**Stated goal**
Take the line that contains "of the young" as the first line and the last line of the material below as the final one; reproduce exactly the lines between, inclusive.

**Records to process**
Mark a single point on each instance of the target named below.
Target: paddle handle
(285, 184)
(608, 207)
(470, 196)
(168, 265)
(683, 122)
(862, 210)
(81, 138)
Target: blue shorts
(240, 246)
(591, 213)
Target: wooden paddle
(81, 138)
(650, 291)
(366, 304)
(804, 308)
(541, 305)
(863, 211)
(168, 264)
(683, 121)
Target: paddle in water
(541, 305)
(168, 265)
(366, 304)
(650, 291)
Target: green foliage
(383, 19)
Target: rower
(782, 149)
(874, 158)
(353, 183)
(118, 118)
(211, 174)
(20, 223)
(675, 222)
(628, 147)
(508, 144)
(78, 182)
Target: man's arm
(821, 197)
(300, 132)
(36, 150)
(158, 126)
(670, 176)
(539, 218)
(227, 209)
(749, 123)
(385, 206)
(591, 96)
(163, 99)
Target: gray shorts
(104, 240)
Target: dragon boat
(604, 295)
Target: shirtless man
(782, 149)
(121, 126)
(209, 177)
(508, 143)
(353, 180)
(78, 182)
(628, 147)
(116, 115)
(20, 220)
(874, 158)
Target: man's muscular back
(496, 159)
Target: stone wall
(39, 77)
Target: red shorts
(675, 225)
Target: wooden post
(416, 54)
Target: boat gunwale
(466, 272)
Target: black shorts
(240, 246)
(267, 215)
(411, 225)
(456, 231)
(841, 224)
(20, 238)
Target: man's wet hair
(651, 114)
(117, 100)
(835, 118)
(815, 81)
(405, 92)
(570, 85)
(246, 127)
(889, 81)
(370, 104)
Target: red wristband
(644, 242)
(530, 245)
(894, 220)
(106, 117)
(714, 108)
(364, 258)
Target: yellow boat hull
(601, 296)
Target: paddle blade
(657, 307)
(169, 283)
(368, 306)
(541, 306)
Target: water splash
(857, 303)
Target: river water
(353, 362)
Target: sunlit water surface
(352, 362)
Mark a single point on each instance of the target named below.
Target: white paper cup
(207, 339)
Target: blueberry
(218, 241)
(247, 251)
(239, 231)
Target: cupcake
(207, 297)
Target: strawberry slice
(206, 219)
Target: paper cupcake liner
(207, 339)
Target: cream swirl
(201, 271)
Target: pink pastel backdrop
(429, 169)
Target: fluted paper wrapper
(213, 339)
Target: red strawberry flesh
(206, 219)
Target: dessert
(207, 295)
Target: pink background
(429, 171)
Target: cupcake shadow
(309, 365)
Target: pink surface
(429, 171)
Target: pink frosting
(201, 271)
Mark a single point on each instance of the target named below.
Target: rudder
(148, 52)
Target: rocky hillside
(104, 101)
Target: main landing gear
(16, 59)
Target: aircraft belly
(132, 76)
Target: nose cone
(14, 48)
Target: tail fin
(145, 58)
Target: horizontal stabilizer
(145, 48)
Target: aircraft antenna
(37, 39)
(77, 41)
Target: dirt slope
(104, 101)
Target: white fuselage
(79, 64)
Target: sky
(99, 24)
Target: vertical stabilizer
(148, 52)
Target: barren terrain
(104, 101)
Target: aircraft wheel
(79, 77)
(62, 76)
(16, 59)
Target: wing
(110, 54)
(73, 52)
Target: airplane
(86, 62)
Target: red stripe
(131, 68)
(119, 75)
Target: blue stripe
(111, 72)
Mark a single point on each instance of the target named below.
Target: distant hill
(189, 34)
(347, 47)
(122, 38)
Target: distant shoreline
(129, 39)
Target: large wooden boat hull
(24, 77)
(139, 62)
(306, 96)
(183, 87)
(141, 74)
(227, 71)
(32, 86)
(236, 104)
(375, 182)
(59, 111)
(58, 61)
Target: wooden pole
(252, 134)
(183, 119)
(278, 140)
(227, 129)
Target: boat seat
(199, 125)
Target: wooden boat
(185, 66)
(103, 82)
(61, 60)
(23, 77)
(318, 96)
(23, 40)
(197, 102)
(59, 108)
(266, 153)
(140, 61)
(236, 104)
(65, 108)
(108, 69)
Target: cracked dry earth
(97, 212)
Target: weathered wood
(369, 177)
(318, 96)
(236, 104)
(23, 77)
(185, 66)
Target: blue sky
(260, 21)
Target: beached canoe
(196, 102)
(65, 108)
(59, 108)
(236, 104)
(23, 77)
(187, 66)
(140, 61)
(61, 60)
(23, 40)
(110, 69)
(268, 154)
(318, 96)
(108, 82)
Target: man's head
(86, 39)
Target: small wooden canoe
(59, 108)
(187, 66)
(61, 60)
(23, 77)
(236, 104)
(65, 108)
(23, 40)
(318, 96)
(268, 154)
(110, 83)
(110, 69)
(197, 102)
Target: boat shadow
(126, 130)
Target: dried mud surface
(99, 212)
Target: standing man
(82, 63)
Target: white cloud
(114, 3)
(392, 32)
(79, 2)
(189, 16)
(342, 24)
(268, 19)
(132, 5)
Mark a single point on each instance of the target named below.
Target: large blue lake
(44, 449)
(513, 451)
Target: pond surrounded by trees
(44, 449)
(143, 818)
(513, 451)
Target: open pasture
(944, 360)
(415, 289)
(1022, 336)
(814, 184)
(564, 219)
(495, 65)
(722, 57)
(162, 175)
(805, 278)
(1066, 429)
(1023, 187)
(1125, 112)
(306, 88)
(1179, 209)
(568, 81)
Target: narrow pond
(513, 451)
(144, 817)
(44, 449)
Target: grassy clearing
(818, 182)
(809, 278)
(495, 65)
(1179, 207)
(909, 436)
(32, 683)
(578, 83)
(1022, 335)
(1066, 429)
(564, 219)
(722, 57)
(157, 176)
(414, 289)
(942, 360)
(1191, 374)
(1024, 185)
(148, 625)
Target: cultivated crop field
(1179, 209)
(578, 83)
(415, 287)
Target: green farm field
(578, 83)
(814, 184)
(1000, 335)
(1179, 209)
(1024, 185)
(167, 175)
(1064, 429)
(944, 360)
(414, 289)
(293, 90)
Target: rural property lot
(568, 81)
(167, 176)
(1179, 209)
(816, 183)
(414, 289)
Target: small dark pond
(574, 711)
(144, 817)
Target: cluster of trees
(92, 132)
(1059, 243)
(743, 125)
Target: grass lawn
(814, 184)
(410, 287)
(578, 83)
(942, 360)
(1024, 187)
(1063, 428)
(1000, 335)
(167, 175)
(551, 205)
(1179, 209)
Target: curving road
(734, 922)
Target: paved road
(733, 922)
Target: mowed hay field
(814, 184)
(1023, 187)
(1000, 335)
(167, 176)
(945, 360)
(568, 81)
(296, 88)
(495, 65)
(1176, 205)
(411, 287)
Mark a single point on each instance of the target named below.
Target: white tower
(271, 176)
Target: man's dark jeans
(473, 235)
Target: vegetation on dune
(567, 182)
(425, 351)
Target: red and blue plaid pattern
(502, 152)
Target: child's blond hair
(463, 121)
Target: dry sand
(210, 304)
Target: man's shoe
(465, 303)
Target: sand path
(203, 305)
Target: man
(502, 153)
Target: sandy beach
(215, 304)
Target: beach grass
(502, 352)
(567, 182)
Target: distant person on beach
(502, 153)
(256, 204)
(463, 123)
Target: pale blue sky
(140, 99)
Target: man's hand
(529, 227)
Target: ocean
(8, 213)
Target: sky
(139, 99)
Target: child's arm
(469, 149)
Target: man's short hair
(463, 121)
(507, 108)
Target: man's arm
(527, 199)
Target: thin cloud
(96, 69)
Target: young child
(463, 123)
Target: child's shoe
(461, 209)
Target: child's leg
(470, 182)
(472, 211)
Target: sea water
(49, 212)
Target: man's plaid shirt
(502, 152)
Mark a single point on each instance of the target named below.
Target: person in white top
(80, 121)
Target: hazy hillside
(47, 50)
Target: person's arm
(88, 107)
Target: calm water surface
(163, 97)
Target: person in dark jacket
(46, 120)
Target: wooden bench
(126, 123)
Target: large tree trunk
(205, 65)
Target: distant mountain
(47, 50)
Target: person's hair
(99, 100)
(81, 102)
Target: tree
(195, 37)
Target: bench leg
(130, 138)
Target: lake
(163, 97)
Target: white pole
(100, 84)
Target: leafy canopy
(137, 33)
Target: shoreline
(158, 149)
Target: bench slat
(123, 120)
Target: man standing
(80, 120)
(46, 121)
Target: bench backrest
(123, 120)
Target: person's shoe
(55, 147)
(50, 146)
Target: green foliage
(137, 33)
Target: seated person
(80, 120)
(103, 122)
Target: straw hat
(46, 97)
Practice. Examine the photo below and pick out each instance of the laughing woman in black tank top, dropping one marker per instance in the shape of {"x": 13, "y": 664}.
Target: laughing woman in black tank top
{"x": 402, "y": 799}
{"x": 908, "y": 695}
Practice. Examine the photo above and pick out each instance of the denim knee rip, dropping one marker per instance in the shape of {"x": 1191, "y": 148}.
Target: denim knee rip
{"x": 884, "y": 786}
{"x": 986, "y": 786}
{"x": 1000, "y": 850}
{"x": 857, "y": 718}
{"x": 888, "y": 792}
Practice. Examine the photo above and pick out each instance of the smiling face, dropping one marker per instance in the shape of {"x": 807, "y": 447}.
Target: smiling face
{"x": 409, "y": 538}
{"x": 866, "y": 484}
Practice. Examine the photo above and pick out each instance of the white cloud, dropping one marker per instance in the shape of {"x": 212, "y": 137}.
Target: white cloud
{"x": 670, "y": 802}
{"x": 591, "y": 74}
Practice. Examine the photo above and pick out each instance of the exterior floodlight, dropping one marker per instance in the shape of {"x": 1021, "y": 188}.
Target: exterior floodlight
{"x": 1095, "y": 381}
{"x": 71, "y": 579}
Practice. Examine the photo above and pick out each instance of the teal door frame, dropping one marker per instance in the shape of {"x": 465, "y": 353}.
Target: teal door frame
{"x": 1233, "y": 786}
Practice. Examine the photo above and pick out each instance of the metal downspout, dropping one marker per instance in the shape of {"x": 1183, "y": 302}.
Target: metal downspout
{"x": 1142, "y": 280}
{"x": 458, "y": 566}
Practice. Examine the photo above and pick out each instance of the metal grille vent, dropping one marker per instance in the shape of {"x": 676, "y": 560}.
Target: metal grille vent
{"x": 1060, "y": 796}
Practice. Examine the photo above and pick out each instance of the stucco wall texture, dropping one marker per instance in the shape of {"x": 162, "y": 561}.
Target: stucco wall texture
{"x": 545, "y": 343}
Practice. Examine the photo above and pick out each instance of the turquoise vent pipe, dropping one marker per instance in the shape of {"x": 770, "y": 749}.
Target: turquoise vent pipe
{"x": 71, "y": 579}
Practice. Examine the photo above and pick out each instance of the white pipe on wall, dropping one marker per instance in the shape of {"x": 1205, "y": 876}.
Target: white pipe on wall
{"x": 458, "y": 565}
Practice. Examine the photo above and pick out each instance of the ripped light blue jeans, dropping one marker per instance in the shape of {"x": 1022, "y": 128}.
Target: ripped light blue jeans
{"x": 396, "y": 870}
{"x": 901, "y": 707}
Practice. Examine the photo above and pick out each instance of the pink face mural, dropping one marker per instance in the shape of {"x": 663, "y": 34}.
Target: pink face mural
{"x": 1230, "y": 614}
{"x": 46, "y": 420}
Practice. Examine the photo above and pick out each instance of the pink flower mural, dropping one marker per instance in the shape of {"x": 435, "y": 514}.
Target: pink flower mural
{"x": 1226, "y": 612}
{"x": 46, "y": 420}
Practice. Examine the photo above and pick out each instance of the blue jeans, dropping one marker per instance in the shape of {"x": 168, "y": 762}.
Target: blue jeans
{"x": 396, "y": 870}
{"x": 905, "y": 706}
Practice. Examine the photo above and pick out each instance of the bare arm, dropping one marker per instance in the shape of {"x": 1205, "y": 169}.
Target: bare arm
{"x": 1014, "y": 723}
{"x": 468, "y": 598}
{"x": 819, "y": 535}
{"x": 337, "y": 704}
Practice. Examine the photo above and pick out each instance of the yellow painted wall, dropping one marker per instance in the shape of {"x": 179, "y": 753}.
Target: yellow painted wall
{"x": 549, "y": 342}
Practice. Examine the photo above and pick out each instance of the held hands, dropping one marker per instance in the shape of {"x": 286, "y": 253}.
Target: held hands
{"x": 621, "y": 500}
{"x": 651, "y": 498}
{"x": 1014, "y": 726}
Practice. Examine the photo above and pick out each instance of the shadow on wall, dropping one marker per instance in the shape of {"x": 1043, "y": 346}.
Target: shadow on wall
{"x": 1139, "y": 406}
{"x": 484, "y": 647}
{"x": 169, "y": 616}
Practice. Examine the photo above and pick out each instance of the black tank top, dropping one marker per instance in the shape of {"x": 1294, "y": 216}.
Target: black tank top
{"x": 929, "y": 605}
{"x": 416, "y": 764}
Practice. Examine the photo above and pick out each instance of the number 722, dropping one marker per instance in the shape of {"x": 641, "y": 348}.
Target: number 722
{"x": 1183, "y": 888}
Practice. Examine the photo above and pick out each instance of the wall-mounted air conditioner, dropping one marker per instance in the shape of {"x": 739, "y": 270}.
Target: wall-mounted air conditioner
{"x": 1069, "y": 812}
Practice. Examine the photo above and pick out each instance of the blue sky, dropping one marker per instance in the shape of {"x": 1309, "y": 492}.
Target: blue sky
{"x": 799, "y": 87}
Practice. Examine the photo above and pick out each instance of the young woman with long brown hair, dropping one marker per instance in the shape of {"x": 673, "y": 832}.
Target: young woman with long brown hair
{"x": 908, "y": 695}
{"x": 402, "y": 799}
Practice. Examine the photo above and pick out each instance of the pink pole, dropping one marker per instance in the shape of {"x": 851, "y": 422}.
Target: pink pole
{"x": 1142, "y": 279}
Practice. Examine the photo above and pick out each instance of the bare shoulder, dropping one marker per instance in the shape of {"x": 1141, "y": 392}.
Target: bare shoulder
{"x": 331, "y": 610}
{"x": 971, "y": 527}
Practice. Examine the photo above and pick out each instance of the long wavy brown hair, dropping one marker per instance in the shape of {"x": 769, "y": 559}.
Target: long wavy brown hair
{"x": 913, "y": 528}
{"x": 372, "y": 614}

**Output of the task**
Practice. Examine the photo above and pick out each instance of the young woman with long brown hair, dropping one marker per instance in the shape of {"x": 673, "y": 832}.
Target: young woman with long brown hair
{"x": 908, "y": 695}
{"x": 402, "y": 799}
Practice. Examine the photo above and pick out each instance of the pink pole, dropping one marker per instance in the shape of {"x": 851, "y": 422}.
Target: pink pole
{"x": 1142, "y": 279}
Practice. Examine the photo above and pick out each instance of the bare shoulder, dropping one marker per instance in the shape of {"x": 1141, "y": 392}.
Target: bare shoulder
{"x": 331, "y": 610}
{"x": 971, "y": 527}
Practice. Examine the photo above and pick out each instance of the long wavy brown hair, dropping one marker per instance in the shape of {"x": 769, "y": 559}.
Target: long wavy brown hair
{"x": 913, "y": 528}
{"x": 372, "y": 614}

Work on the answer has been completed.